Unprotected sex with HIV+ person
Sep 10, 2007
Hi Dr Frascino, I am female in my 20s and 19 days ago I had unprotected (vaginal) sex with a guy who is HIV +. At the time I asked him to wear a condom, but he didn't. Afterwards, I asked him why and he said that his 'viral load' was low but I admit that I don't really understand that fully and am so annoyed at myself for not insisting more or stopping things. I guess I trusted him when I shouldn't have and am now very worried.
Whilst he was inside me for some time he didn't ejaculate, either inside or out. He also said that he can tell when he 'pre-cums' and that he didn't.
I have been going through a very difficult stage with my long-term boyfriend (not this guy) and moved out to get some space just before this happened. I am not feeling myself and I think what had happened took a while to sink in, and I have only went to a doctor 6 days after this.
There I was tested for HIV, other STDs/STIs and preganancy. the HIV test was negative, but I know that it is too early to tell from this exposure. To prevent pregnancy I had a IUD fitted, was told that the other STIs were negative but that I have a bacterial infection (vaginal).
Following the doctors advice I am now taking post-exposure prophylaxis (PEP - one neuvimine once and combivir for 30 days) as well as antibiotics for the other infection/prevention of other infections.
Two days after this (so 8 days after the incident) I went back to the doctors as I had tonsillitis. I took antibiotics for this but almost 2 weeks later it hasn't cleared up so they are doing tests for glandular fever/mono and also a PCR test. I will get the results next week. I have generally been feeling unwell, no fever, some days I have had diarrhoea.
My concerns are 1) PEP seems to be 'most effective' or 'usually prescribed' within 72 hours, so I am wondering why I am taking it and what could its effectiveness be? I know there is no guarantee that this will prevent the virus taking hold.
----------
§ Task details
Can you copy the HIV exposure letter word for word, from "My concerns are" all the way down to "virus taking hold."?

§ Provided information
----------
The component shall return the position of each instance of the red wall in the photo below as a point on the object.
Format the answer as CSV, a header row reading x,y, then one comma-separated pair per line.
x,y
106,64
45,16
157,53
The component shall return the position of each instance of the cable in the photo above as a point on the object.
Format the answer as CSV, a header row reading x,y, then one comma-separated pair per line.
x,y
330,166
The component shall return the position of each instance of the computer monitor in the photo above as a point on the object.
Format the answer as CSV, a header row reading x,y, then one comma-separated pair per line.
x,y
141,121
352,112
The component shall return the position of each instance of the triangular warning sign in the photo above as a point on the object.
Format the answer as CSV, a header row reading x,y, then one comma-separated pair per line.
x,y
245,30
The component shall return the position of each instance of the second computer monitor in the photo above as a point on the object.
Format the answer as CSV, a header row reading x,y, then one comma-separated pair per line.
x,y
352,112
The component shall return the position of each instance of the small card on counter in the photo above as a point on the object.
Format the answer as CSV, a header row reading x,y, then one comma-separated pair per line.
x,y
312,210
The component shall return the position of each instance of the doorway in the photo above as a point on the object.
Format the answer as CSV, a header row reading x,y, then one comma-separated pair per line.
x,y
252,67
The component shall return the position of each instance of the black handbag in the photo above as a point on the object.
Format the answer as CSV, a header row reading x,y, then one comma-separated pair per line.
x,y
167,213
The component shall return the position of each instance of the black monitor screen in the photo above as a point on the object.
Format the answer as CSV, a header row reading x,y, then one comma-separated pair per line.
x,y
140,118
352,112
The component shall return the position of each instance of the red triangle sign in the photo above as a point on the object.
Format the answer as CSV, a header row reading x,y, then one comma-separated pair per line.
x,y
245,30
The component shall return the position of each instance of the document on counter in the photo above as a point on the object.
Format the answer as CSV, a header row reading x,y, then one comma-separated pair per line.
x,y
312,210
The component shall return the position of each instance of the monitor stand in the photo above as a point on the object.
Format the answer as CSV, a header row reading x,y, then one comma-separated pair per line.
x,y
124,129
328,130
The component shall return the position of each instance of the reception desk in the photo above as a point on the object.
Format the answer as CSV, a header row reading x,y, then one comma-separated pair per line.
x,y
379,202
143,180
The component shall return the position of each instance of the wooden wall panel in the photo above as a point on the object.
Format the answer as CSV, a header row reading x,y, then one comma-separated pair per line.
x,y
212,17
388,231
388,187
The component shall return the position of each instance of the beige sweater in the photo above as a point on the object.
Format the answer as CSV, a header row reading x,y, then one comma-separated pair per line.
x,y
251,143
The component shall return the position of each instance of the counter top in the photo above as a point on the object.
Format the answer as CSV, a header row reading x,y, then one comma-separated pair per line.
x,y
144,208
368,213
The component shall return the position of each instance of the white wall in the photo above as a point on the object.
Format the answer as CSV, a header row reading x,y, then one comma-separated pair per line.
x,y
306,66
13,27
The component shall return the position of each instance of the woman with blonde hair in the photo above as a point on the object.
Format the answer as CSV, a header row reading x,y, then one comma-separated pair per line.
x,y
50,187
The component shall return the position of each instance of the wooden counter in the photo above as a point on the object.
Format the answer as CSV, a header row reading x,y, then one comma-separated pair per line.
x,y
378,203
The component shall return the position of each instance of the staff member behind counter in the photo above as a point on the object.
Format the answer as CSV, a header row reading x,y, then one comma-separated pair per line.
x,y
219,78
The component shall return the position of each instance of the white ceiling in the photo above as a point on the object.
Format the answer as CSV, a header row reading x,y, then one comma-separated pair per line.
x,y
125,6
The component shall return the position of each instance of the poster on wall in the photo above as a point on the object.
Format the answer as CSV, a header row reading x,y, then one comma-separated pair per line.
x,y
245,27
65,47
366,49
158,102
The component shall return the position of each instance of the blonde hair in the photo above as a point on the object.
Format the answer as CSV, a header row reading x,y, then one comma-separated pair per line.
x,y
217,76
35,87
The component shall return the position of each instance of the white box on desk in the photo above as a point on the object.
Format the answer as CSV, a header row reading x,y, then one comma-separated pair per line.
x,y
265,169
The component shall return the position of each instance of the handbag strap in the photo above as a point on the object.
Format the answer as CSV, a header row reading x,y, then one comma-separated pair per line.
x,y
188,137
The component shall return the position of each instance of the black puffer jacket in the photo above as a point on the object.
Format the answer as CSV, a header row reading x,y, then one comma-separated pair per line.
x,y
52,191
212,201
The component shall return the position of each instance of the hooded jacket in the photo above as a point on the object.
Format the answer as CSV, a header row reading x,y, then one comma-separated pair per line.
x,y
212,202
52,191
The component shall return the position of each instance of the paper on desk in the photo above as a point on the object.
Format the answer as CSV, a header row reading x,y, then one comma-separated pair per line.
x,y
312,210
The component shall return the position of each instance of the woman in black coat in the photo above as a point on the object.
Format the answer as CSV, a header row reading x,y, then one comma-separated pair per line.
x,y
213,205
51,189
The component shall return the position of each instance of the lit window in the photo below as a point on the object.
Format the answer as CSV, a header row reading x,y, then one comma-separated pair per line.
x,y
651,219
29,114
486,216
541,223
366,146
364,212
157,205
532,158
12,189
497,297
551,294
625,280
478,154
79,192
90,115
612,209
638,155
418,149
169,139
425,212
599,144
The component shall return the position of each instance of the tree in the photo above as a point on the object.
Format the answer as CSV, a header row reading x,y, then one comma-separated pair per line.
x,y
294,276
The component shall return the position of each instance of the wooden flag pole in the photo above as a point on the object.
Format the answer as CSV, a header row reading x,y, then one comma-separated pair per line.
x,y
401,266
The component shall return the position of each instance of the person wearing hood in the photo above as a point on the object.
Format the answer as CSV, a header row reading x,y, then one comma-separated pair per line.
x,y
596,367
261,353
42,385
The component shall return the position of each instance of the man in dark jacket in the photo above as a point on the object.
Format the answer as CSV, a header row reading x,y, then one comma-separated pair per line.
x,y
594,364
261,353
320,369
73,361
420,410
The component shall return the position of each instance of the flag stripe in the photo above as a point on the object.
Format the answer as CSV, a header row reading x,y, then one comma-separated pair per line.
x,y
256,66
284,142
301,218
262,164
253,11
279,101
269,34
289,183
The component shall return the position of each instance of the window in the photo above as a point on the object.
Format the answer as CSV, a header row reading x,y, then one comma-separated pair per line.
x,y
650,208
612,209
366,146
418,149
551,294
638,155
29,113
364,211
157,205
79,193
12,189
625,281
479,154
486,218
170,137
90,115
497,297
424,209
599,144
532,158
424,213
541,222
----------
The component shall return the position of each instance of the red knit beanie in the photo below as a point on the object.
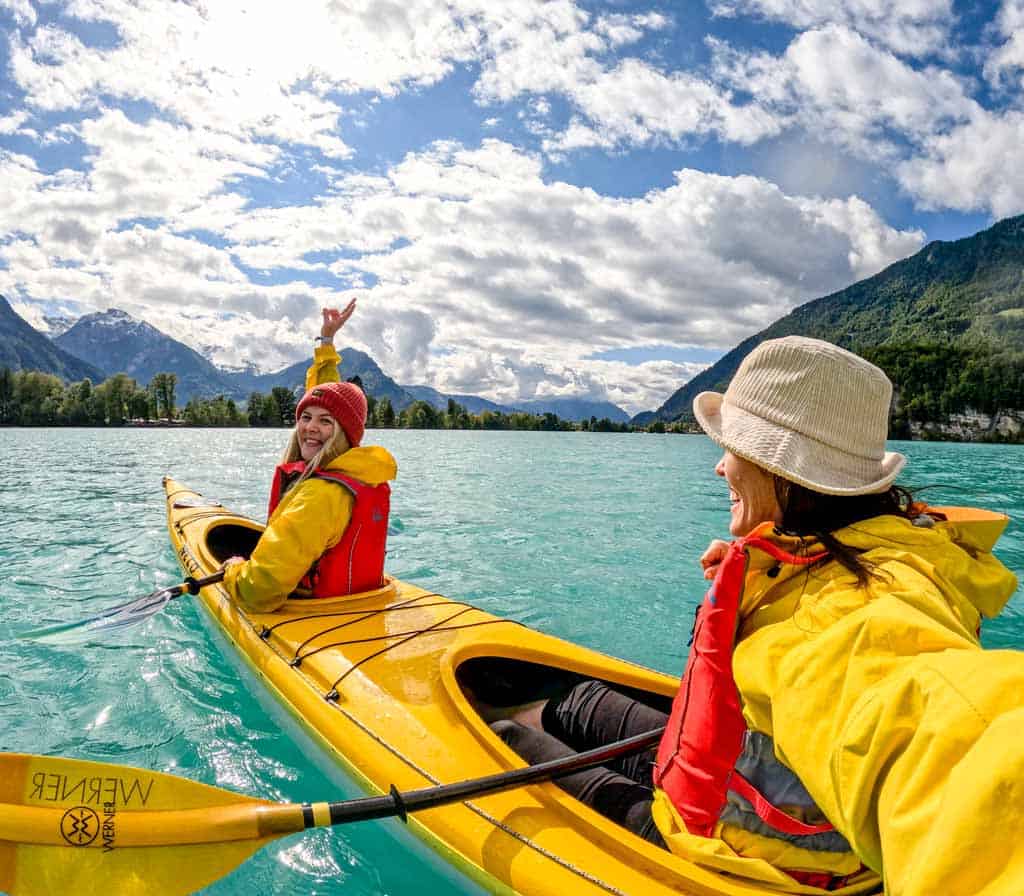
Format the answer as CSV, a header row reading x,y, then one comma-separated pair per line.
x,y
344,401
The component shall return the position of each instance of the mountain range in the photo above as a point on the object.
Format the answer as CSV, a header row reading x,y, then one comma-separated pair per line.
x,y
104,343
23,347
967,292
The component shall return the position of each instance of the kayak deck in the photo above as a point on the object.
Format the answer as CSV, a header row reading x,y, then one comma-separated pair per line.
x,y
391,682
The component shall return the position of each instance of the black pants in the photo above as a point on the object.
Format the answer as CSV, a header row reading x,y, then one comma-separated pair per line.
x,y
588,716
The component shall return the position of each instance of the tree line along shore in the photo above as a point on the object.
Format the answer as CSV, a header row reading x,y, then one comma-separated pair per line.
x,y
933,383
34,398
----------
§ Task solution
My concerns are 1) PEP seems to be 'most effective' or 'usually prescribed' within 72 hours, so I am wondering why I am taking it and what could its effectiveness be? I know there is no guarantee that this will prevent the virus taking hold.